Sobre el ejercicio: Continúa el texto sobre la mañana lluviosa de domingo y el padre que pasea con su hija, a partir de su última frase.

Texto del ejercicio:
14 de diciembre de 2014

Es esa la verdadera lucha

Lluvia, de agua y de hojas secas. El agua cae sosegadamente, suave, en gotas alargadas, como el trazo de un lápiz que perfila un paisaje en carboncillo. Las hojas en remolinos, en lentas piruetas hasta depositarse en el suelo. Hojas secas borrachas de agua de lluvia, hojas por todas partes: varadas en los bordillos de las aceras, regueros que desembocan en ninguna parte; desperdigadas por el paseo embaldosado del parque; sobre los charcos que reflejan la copa del árbol que las dejó caer, como un retorno imposible.


Han sido muchas las imágenes hermosas de esta mañana de domingo, dentro y fuera de la ciudad, en esos alrededores en donde la naturaleza se expande, aunque la civilización se empeñe en invadir su espacio con puentes, autovías que unen territorios y acortan distancias. Caminos de paso, caminos de encuentros, caminos desérticos que alguna vez llevaron a algún lugar. Toda estación tiene sus paisajes de rutina, y toda estación tiene sus días de máximo esplendor, en donde ser más primavera que nunca, más invierno que nunca... Hoy, el otoño era un auténtico otoño, gris, lluvioso y deshojado.


Pero la mejor estampa de esta mañana de domingo no ha estado en el paisaje. Me la han ofrecido un padre y una hija (a esa conclusión he llegado en cuanto al parentesco). Una hija adolescente con hemiparesia. Ella arrastraba su pierna derecha, su brazo derecho flexionado y su mano manifiestamente atrofiada. Se apoyaba en su padre con su brazo sano, cogida del bracete, como dos enamorados. El hombre caminaba lentamente, sin ningún ademán de prisa en esta mañana de apacible lluvia, de colores en mate, ligeramente fresca, con olor a limpia y sin atisbo aún de cansancio. Sus pies estaban perfectamente sincronizados con la tardanza de los pies de su hija, su paciencia se acomodaba a la resignación de la otra. Algo ha caído al suelo. Era una pequeña pelota, de esas que se utilizan en fisioterapia para ejercicios de rehabilitación. Ha rodado hasta un charco. La chica ha hecho un gesto de fastidio. El padre, con otro, ha restado importancia al asunto. Se han detenido, y cuando ha confirmado que podría soltarla sin que perdiese el equilibrio, ha recogido esa pelota, le ha sacudido el agua, y se la ha guardado en un bolsillo. Ambos han vuelto a reanudar la marcha, lentamente.

Datos de origen:
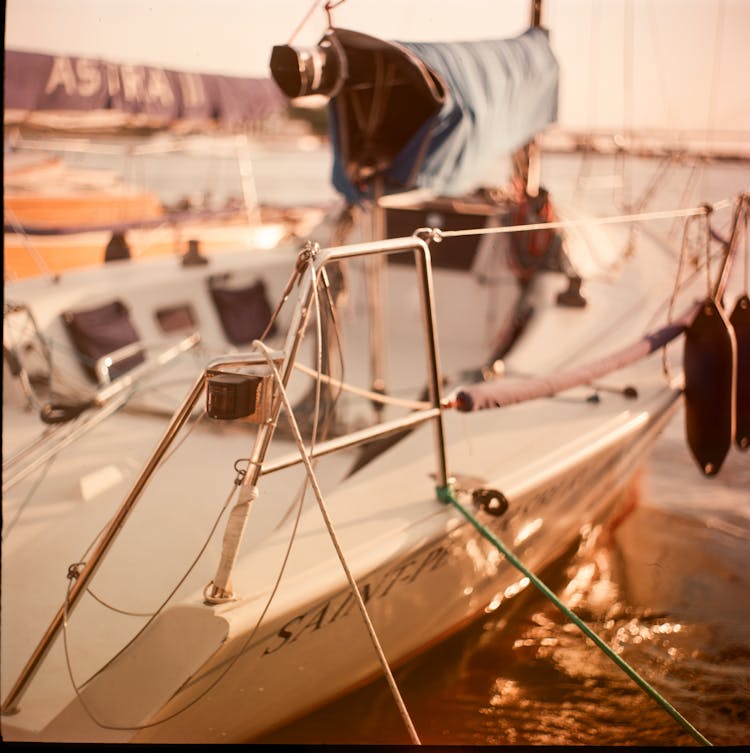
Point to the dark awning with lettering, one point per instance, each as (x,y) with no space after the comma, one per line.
(65,90)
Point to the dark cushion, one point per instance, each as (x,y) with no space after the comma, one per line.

Respuesta esperada:
La vida te pone delante auténticos ejemplos de lucha. Esta es realmente la (su) lucha de esos dos seres humanos. Cada día es una batalla que superar, una lucha sin violencia y sin más armas que el tesón en ir venciendo pequeños obstáculos, o simplemente conseguir vivir un día más al lado de lo que más se quiere. Y no hay más arma en juego que un amor inconmensurable.

Escuché en una ocasión hablar a Irene Villa, con motivo de la presentación de su libro 'Saber que se puede'. Un ejemplo de superación, un ejemplo de lucha, y un ejemplo de convivencia que empieza por perdonarse a uno mismo: perdón por esa rabia, perdón por ese odio que pudiera haber sentido en un momento dado, y perdón a esos que quisieron segarles la vida a ella y a su madre, porque esta mujer se refería a esos en estos términos: decía que en ella no estaba ni la voluntad ni el ánimo de juzgarlos, ya lo había hecho la Justicia o ya se encargaría de hacerlo la vida, esa otra Justicia divina (no sé si merece la mayúscula cuando tantos asesinos campan a sus anchas por las mismas calles en donde pasean los familiares de sus muertos, como si una vida pudiera pagarse a precio de saldo y con ofertas de 3x1), ella sólo tenía una lucha, y era poder ponerse en pie (lo decía una mujer con las dos piernas amputadas casi hasta las ingles), dejar en un rincón esa silla de ruedas y esas muletas, y caminar. Caminar era vivir. Y esa lucha, la única que le merecía la pena, la única por la que estaba dispuesta a darlo todo, le ha dado su victoria, su particular victoria.

Y son esas luchas (cada cual sabrá la suya), concluyo, las únicas que merecen la pena. Lo demás no importa.